-- RECORDS SHOWN --
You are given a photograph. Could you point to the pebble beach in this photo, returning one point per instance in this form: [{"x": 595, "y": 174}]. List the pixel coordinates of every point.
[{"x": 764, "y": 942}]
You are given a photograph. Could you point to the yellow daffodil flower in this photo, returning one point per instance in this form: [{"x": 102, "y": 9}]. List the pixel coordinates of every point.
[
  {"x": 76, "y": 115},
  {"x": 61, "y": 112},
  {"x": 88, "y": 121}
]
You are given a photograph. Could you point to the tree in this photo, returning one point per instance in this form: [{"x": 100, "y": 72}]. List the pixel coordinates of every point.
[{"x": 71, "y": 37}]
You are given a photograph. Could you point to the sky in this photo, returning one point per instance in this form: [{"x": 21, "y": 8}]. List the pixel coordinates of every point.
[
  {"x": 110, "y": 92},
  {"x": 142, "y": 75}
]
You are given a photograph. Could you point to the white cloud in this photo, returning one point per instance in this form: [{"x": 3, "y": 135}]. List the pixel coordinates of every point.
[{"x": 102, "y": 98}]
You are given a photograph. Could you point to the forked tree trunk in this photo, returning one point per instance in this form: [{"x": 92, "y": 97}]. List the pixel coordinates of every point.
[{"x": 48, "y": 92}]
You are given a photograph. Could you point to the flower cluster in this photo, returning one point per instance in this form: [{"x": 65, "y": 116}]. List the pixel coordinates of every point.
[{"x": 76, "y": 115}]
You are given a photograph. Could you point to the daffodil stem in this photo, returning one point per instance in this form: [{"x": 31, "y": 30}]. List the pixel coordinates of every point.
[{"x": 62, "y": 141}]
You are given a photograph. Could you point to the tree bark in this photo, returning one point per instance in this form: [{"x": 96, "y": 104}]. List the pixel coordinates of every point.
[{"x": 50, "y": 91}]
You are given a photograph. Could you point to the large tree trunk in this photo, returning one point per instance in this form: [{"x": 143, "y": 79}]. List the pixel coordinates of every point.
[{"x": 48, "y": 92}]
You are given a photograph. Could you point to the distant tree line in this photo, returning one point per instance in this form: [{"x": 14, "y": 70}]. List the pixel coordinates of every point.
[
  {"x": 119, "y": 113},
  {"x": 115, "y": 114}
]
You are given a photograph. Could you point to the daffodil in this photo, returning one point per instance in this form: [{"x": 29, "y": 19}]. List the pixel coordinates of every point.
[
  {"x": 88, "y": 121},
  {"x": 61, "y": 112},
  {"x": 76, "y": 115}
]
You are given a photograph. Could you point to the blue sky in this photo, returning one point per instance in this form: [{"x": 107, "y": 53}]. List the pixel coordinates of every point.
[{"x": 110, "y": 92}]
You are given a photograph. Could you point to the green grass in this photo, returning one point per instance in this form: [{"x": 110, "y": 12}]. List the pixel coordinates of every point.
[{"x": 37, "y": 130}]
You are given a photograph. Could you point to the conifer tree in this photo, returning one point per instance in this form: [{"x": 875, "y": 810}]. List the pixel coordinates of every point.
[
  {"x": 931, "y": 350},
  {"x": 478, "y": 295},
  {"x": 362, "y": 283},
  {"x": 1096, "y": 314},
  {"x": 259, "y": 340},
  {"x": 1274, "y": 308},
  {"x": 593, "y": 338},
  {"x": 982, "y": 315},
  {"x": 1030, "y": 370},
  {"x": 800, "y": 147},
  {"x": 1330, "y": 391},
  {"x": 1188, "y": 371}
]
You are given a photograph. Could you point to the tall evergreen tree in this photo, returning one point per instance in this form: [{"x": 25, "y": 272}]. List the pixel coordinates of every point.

-- SET PROBLEM --
Transcribe the material above word for word.

-- OUTPUT FOR THIS TASK --
You are given a photograph. Could you point to the pebble beach in this photo, returning one point per instance in this form: [{"x": 595, "y": 174}]. List the pixel coordinates of every point.
[{"x": 764, "y": 942}]
You are given a photograph. Could you point to the yellow daffodil flower in this photo, returning one point per instance in this form: [{"x": 102, "y": 9}]. List the pixel coordinates of every point.
[
  {"x": 76, "y": 115},
  {"x": 61, "y": 112},
  {"x": 88, "y": 121}
]
You are given a photograph. Could you point to the tree in this photo, returning one point per instance in this form: [{"x": 100, "y": 72}]. List the pixel coordinates of every point.
[{"x": 71, "y": 37}]
You are given a photograph. Could you point to the sky in this photo, returning one point per instance in this form: [{"x": 21, "y": 8}]. List the pixel coordinates of every point.
[
  {"x": 110, "y": 92},
  {"x": 142, "y": 75}
]
You are given a photograph. Could you point to the white cloud in this photo, returning one point per instance in this form: [{"x": 3, "y": 135}]. List the pixel coordinates of every point.
[{"x": 102, "y": 98}]
You are given a photograph. Could you point to the forked tree trunk in this photo, returning one point per instance in this form: [{"x": 92, "y": 97}]. List the pixel coordinates of every point.
[{"x": 48, "y": 92}]
You are given a photograph. Could you point to the flower cluster in this photo, returning one point per instance in this form: [{"x": 65, "y": 116}]. List the pixel coordinates of every point.
[{"x": 76, "y": 115}]
You are given a photograph. Could you point to the daffodil stem in this photo, returning one point per instance in this form: [{"x": 31, "y": 30}]. List the pixel coordinates of every point.
[{"x": 62, "y": 141}]
You are given a photograph. Could you point to the tree bark in this photo, returning one point per instance in this form: [{"x": 96, "y": 104}]. List the pixel coordinates of every point.
[{"x": 50, "y": 91}]
You are given a photograph. Could you point to the large tree trunk in this photo, returning one point per instance in this form: [{"x": 143, "y": 79}]. List the pixel coordinates of every point.
[{"x": 48, "y": 92}]
You are given a photograph. Could you point to the distant tree line in this photo, returning one point per instance in this form: [{"x": 14, "y": 70}]. List the pixel coordinates of every point.
[
  {"x": 119, "y": 113},
  {"x": 115, "y": 114}
]
You are given a photograph. Could you point to the daffodil in this photo, returning one point per instance in this form: [{"x": 29, "y": 19}]. List the pixel coordinates of every point.
[
  {"x": 88, "y": 121},
  {"x": 61, "y": 112},
  {"x": 76, "y": 115}
]
You are given a photograph. Could you point to the blue sky in this photo, returning one point per instance in this form: [{"x": 107, "y": 53}]. List the pixel coordinates of every point.
[{"x": 110, "y": 92}]
You are given a photograph. Could you point to the green grass in this photo, returning one point per instance in this form: [{"x": 110, "y": 12}]. List the pixel coordinates of every point.
[{"x": 37, "y": 130}]
You are given a photograph. Could you point to the conifer tree in this photo, returning one point per instance in this form: [{"x": 875, "y": 810}]. List the pixel coordinates of every point.
[
  {"x": 931, "y": 350},
  {"x": 478, "y": 295},
  {"x": 362, "y": 283},
  {"x": 1096, "y": 314},
  {"x": 259, "y": 340},
  {"x": 1274, "y": 308},
  {"x": 593, "y": 338},
  {"x": 982, "y": 315},
  {"x": 1030, "y": 370},
  {"x": 800, "y": 147},
  {"x": 1330, "y": 391},
  {"x": 1188, "y": 371}
]
You are given a photograph. Could you point to the tall evergreen tree in this photo, returning one point per instance in this form: [{"x": 25, "y": 272}]. List the pixel coordinates of every point.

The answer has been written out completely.